WHAT YOU WILL DO —
Copy the retail news passage starting with "Three Students Create" and going on through "recipient McKenzie Hibler.", switching "graduates" to "alumni".

GIVEN PASSAGE —

= = = = =

Three Students Create The Ultimate Handbag For NRF Scholarship. On August 3, the Dallas Morning News reported on three University of North Texas graduates whose entry in the National Retail Federation’s Student Challenge scholarship competition earned each of them not only $5,000 in scholarships, but also a chance to work with designer and HSN regular Danielle DiFerdinando. Their success led to positions today at top retailers Williams-Sonoma Home, Saks Fifth Avenue, and Michaels. “It all started with a school project at UNT in hopes that we could get scholarship money, and now it’s progressed into this incredible opportunity to represent this thing we’ve worked so hard to accomplish,” said scholarship recipient McKenzie Hibler.


Roly Poly Embraces Innovation To Drive Sales & Empower Employees. Last week, Fast Casual reported on how self-order kiosks at a Roly Poly Sandwiches in Birmingham, Alabama are driving sales and helping staff work more efficiently. The restaurant location is one of many service sector businesses that is integrating innovative technology into their operations to not only benefit employers and consumers, but also to empower employees. “That way, we can bring the person from the register to the back and help in the kitchen,” franchisee Matt Macke said. “We get things done faster and they (the employees) can go home earlier.”

= = = = =

RAW DATA —
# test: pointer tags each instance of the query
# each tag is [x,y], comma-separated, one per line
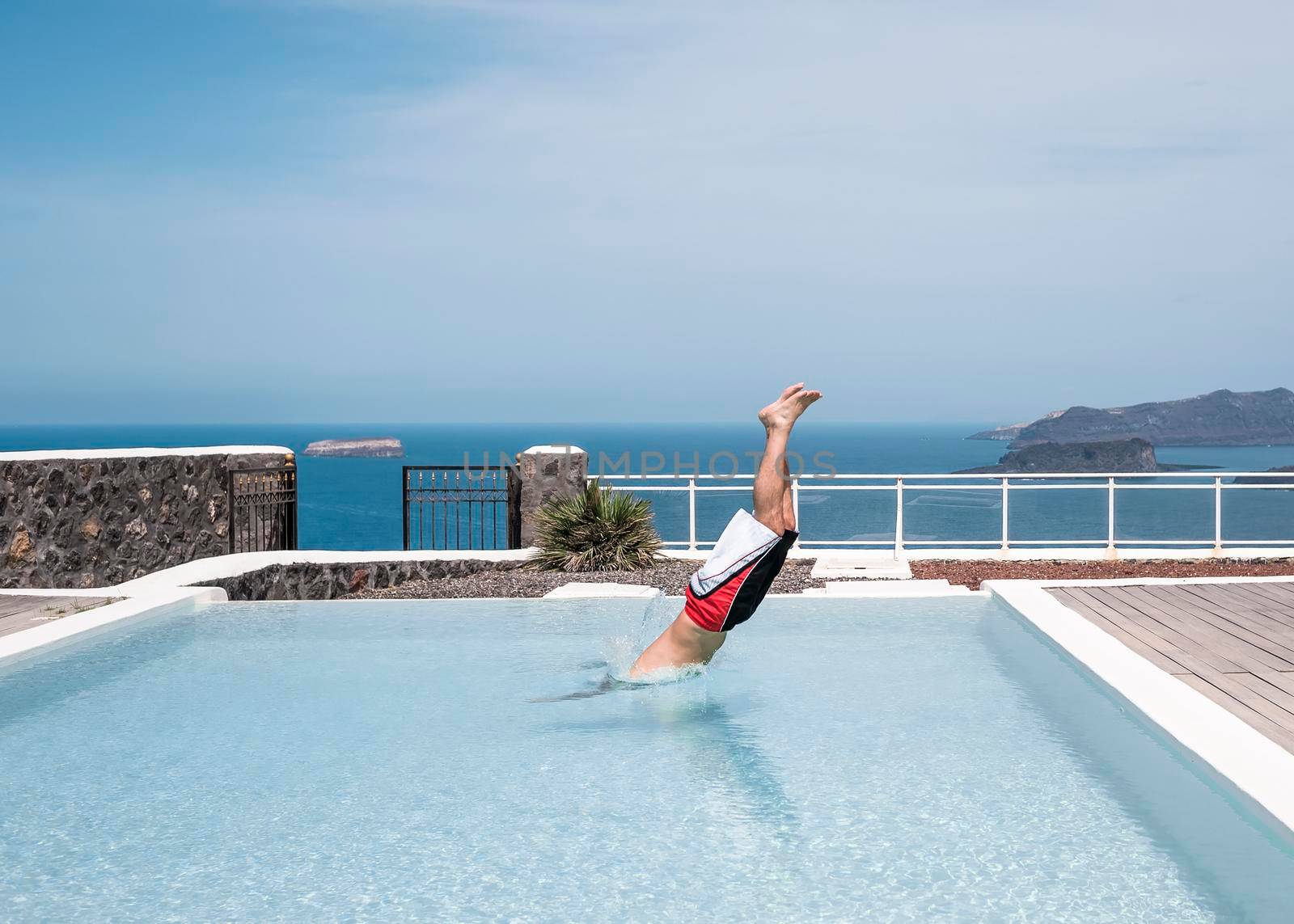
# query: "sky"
[497,211]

= = = = =

IN RESPONSE —
Three Students Create The Ultimate Handbag For NRF Scholarship. On August 3, the Dallas Morning News reported on three University of North Texas alumni whose entry in the National Retail Federation’s Student Challenge scholarship competition earned each of them not only $5,000 in scholarships, but also a chance to work with designer and HSN regular Danielle DiFerdinando. Their success led to positions today at top retailers Williams-Sonoma Home, Saks Fifth Avenue, and Michaels. “It all started with a school project at UNT in hopes that we could get scholarship money, and now it’s progressed into this incredible opportunity to represent this thing we’ve worked so hard to accomplish,” said scholarship recipient McKenzie Hibler.